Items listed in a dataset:

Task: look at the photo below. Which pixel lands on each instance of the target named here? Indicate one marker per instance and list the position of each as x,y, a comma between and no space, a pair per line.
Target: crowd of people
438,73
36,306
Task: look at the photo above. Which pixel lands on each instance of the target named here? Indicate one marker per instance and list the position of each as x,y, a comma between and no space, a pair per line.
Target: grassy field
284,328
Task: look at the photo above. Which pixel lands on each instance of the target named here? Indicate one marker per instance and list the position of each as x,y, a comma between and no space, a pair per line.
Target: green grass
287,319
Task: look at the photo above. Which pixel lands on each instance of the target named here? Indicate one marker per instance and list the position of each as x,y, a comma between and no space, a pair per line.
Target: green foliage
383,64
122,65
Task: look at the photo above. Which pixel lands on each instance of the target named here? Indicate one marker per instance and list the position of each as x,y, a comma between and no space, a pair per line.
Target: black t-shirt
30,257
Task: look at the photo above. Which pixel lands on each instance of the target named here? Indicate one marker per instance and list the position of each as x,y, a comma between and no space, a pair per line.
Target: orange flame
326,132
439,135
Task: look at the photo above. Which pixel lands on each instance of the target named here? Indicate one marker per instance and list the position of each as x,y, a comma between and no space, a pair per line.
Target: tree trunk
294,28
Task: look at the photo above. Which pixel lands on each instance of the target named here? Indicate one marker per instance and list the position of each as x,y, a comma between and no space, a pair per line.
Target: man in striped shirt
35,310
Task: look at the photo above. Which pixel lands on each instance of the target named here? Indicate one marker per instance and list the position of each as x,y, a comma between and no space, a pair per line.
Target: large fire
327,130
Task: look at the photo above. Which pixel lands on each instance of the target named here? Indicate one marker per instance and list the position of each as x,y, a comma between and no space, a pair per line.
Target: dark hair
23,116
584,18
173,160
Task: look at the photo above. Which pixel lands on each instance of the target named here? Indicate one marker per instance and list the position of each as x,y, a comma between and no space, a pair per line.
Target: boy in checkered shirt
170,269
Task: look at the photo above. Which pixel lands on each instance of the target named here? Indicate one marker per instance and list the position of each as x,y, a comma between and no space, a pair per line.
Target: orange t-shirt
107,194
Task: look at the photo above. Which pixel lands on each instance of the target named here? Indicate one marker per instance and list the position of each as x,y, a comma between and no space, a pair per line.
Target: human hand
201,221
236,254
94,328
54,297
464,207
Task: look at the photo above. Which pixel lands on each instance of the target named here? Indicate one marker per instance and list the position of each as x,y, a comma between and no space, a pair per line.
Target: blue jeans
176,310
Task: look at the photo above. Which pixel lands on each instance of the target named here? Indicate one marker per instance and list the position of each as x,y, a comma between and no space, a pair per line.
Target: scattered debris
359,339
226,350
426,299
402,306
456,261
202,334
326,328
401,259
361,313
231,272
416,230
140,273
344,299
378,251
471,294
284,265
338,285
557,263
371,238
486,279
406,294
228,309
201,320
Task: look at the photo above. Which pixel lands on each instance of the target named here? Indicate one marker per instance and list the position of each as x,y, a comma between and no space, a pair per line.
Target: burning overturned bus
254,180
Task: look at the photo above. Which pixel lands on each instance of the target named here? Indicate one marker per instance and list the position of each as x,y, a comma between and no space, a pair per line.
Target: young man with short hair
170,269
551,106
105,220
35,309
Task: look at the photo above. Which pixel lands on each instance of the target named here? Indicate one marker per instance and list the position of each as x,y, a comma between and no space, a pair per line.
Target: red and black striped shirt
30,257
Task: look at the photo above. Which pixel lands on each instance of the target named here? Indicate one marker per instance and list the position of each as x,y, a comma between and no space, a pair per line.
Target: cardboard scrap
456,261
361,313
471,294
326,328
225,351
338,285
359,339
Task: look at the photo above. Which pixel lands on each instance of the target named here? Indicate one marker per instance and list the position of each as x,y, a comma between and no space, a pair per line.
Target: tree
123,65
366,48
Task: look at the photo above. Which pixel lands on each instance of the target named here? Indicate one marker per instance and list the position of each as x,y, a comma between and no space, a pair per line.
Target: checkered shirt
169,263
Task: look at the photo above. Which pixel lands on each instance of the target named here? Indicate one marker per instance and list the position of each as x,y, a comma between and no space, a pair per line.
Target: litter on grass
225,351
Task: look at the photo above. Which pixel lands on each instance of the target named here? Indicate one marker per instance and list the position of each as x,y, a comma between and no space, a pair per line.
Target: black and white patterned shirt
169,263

**INSTRUCTIONS TO FOLLOW:** Pick out every line of the material above that contains the word "green", treating uppercase and lowercase as different.

**TASK RESULT:**
Target: green grass
Target: green foliage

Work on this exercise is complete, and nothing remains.